TASK TO COMPLETE: Copy out the material below with "single dot" swapped for "single marker" at every occurrence, keeping everything else the same. Omit the pictures from your answer.

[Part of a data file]

[start]

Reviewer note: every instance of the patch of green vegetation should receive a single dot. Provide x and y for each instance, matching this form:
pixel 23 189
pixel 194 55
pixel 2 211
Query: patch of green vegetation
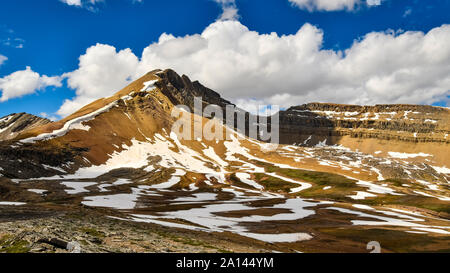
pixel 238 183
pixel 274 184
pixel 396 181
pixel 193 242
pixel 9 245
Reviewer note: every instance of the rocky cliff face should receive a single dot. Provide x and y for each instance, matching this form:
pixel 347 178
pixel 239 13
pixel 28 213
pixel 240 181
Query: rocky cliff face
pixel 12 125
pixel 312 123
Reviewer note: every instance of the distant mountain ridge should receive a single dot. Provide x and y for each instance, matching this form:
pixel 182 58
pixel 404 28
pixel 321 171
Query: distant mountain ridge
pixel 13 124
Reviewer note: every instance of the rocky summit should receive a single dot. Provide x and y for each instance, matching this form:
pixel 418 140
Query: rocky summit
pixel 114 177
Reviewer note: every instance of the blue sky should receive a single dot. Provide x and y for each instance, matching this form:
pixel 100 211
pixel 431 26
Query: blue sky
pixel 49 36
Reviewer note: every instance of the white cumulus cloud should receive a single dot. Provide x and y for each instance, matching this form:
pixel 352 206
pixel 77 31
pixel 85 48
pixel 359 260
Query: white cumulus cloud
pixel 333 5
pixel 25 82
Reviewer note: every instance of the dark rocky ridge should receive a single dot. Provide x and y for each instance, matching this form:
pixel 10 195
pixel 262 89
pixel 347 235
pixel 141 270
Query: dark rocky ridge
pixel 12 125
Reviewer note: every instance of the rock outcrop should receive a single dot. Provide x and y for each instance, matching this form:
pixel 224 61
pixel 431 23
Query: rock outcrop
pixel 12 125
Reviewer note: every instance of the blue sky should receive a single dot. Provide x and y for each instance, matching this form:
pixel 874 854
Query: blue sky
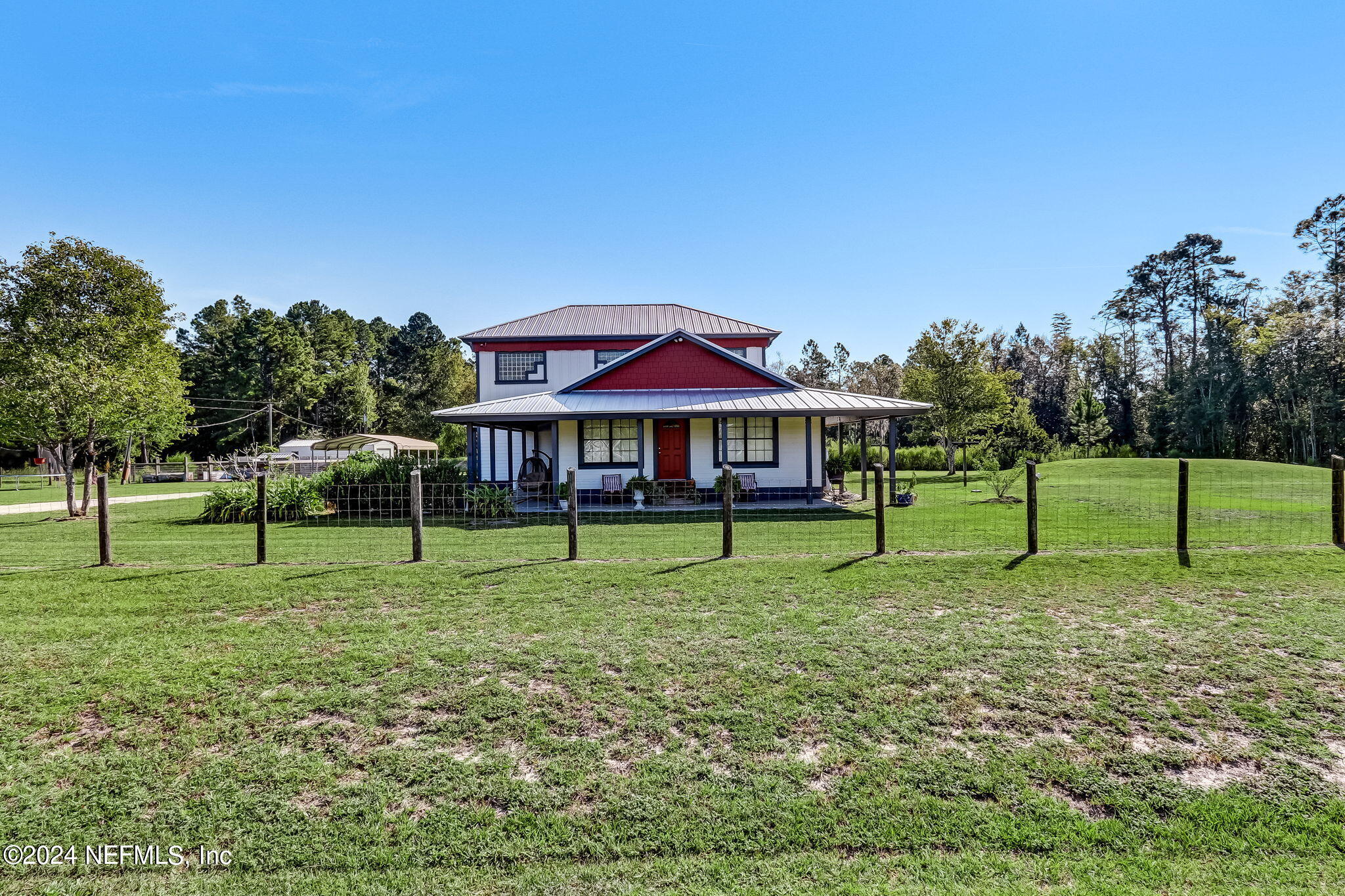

[end]

EXPECTED OUTPUT:
Reviewer note: every instance of the patch of green vegetation should receive a single marker. Provide x and y for each instance, matching this form:
pixel 23 189
pixel 194 55
pixel 2 211
Query: patch of green vegetation
pixel 238 183
pixel 274 184
pixel 396 181
pixel 193 242
pixel 9 245
Reviewer note: every instance of the rocky cliff face should receive a single marker. Provide x and y for each instance, matching this form:
pixel 347 178
pixel 239 13
pixel 28 213
pixel 240 181
Query: rocky cliff face
pixel 12 125
pixel 312 123
Reviewer note: every instance of the distant mountain ridge should receive a single marker. Provide x and y for each instance, matching this form:
pixel 182 58
pixel 404 28
pixel 321 171
Query: distant mountain ridge
pixel 13 124
Reviewer note: every instance of the rocky summit should receive a single marker. Provide x and y for each instance, matching this form:
pixel 418 140
Query: rocky summit
pixel 114 177
Reviewer note: every instance of the blue sky should receive a single marker. Provide x and y for each instance, matching this form:
pixel 100 211
pixel 431 26
Query: blue sky
pixel 49 36
Reviewer note: every instance of the white cumulus cloud should receive a single marker. Provide x and y for each instance, matching this form:
pixel 352 206
pixel 77 31
pixel 85 48
pixel 359 260
Query: white cumulus cloud
pixel 333 5
pixel 25 82
Reviewer note: every instance of the dark rocky ridge should receive a single marker. Provide x and y for each instance, matching this form:
pixel 10 195
pixel 262 89
pixel 347 235
pixel 141 270
Query: dark rocky ridge
pixel 12 125
Reviewer note: every instance of the rock outcrop should receive a single marker. Provide x and y for each instance, matching this form:
pixel 224 61
pixel 431 23
Query: rock outcrop
pixel 12 125
Reviewer note: every instance of the blue sky should receive a single marker. Provide x and y for each instance, matching this form:
pixel 874 854
Query: blue sky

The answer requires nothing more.